▸ What the task requires
Would you please set down the lines of the data from the one containing "Task: indicate one point on every instance of the smiling" to the final line, exactly and only those?

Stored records

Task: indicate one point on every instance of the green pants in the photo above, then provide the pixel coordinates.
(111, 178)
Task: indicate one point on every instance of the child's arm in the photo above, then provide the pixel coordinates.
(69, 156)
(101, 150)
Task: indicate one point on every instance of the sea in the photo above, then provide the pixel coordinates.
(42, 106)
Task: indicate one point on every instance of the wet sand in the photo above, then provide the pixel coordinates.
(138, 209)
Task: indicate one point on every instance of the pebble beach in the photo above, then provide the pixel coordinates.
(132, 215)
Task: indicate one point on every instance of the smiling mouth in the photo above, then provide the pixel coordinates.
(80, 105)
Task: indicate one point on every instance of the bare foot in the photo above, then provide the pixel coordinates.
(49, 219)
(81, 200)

▸ Answer to the problem
Task: indicate one point on every instance of the smiling mouth in the photo above, then provide the pixel coordinates.
(80, 105)
Task: indicate one point on every instance of the bare foot in the photo above, then provide the pixel coordinates.
(49, 219)
(81, 200)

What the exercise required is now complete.